Ucciso a colpi di pistola mentre preleva al bancomat, Capone resta in carcere

Rigettata l'istanza presentata dal legale del 28enne di Lequile, ritenuto il complice del 31enne albanese nell'assassinio del direttore di banca in pensione Giovanni Caramuscio

LECCE – I giudici del tribunale del riesame di Lecce hanno rigettato l’istanza di scarcerazione avanzata dall’avvocato Francesco De Carlo per conto di Andrea Capone, il 28enne di Lequile accusato di aver partecipato alla cruenta rapina sfociata nella morte di Giovanni Caramuscio, 68enne. Direttore di banca in pensione, l’uomo è stato ucciso a colpi di pistola la sera del 16 luglio scorso davanti agli occhi atterriti della moglie, nei pressi dello sportello automatico del Banco di Napoli di Lequile, dove la coppia si era fermata per un prelievo, dopo una serata trascorsa in compagnia di alcuni parenti.

§ **Materiale presentato**:
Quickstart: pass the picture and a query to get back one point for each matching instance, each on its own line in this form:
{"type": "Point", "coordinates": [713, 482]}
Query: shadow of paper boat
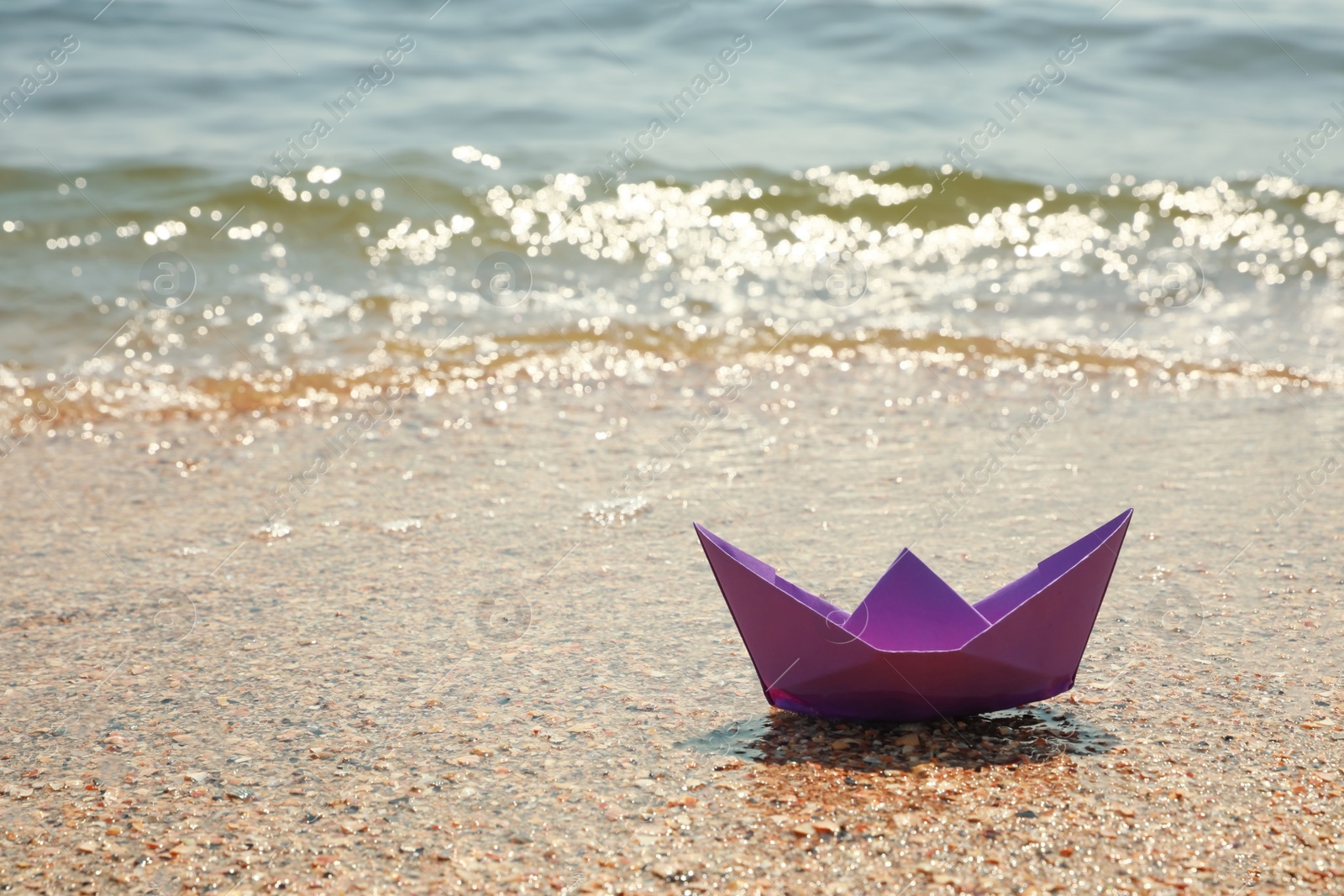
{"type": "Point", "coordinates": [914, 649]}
* * *
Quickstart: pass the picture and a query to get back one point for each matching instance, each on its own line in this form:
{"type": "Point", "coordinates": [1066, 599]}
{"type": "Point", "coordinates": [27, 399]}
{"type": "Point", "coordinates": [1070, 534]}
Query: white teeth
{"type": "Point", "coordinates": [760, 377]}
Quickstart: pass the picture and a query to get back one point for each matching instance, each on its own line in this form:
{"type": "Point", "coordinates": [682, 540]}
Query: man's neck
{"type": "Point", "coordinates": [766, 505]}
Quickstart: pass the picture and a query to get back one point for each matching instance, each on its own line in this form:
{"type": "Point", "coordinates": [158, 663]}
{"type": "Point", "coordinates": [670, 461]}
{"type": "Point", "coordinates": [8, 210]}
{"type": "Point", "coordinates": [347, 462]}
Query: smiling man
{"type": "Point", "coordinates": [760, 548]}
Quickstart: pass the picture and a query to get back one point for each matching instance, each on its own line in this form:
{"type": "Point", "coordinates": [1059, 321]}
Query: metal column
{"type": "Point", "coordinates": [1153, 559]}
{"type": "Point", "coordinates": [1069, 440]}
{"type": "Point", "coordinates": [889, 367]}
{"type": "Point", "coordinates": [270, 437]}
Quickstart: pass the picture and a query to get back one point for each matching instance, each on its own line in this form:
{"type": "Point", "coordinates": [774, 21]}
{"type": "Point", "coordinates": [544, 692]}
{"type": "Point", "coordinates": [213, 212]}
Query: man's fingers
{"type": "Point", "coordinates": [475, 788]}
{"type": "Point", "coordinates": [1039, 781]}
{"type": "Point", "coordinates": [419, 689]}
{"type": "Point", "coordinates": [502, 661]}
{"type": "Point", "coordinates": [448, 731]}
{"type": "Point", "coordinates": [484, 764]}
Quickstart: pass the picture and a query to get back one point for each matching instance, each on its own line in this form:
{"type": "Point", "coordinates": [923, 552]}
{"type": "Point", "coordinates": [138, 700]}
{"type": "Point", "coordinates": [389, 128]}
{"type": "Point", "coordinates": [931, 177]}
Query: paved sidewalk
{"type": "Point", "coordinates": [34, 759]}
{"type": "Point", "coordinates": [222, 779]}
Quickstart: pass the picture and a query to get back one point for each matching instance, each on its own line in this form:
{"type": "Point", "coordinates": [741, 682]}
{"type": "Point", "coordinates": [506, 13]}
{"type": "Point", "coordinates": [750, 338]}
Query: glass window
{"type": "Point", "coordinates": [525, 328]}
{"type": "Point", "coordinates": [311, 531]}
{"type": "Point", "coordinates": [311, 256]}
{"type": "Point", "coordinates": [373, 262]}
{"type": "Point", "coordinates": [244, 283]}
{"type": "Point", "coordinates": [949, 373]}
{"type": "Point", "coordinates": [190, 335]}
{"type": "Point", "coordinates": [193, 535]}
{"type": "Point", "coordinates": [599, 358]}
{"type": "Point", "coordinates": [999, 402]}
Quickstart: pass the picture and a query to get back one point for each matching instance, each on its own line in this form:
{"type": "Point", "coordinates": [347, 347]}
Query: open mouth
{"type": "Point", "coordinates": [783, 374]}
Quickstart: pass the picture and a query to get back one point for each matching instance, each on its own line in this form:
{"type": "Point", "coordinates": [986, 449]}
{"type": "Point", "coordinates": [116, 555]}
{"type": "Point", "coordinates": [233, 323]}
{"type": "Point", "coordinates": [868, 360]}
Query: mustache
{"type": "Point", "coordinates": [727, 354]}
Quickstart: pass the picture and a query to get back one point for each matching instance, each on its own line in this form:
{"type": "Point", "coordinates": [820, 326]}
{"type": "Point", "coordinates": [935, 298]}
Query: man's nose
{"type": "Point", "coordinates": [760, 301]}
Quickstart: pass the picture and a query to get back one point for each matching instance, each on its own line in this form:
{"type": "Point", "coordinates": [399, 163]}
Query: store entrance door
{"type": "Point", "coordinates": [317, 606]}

§ **Attività da svolgere**:
a – Nell'articolo sull'omicidio di Lequile, quale organo giudiziario ha rigettato l'istanza di scarcerazione di Andrea Capone?
b – Ricopia dall'articolo sull'omicidio di Lequile il brano compreso tra "Rigettata l'istanza presentata" e "di alcuni parenti.", estremi inclusi.
c – Prosegui l'articolo sull'omicidio di Lequile partendo dal punto in cui termina.
Le voci non hanno alcun ruolo in questo lavoro.

§ **Risposte alle attività**:
a – Il tribunale del riesame di Lecce.

b –
Rigettata l'istanza presentata dal legale del 28enne di Lequile, ritenuto il complice del 31enne albanese nell'assassinio del direttore di banca in pensione Giovanni Caramuscio

LECCE – I giudici del tribunale del riesame di Lecce hanno rigettato l’istanza di scarcerazione avanzata dall’avvocato Francesco De Carlo per conto di Andrea Capone, il 28enne di Lequile accusato di aver partecipato alla cruenta rapina sfociata nella morte di Giovanni Caramuscio, 68enne. Direttore di banca in pensione, l’uomo è stato ucciso a colpi di pistola la sera del 16 luglio scorso davanti agli occhi atterriti della moglie, nei pressi dello sportello automatico del Banco di Napoli di Lequile, dove la coppia si era fermata per un prelievo, dopo una serata trascorsa in compagnia di alcuni parenti.

c –
Se Paulin Mecaj, albanese di 31 anni, anch’egli residente a Lequile, è ritenuto l’autore materiale degli spari che hanno colpito a morte il malcapitato 68enne, Capone è l’uomo individuato dai carabinieri del Nucleo investigativo e della stazione di San Pietro in Lama, dipendente dalla Compagnia di Lecce, quale complice nel maldestro tentativo di rapinare i soldi della vittima. Mecaj avrebbe aperto il fuoco dopo la reazione di Caramuscio, tutt’altro che intenzionato a cedere al ricatto, tanto da sferrate un pugno che avrebbe colpito al volto proprio Capone.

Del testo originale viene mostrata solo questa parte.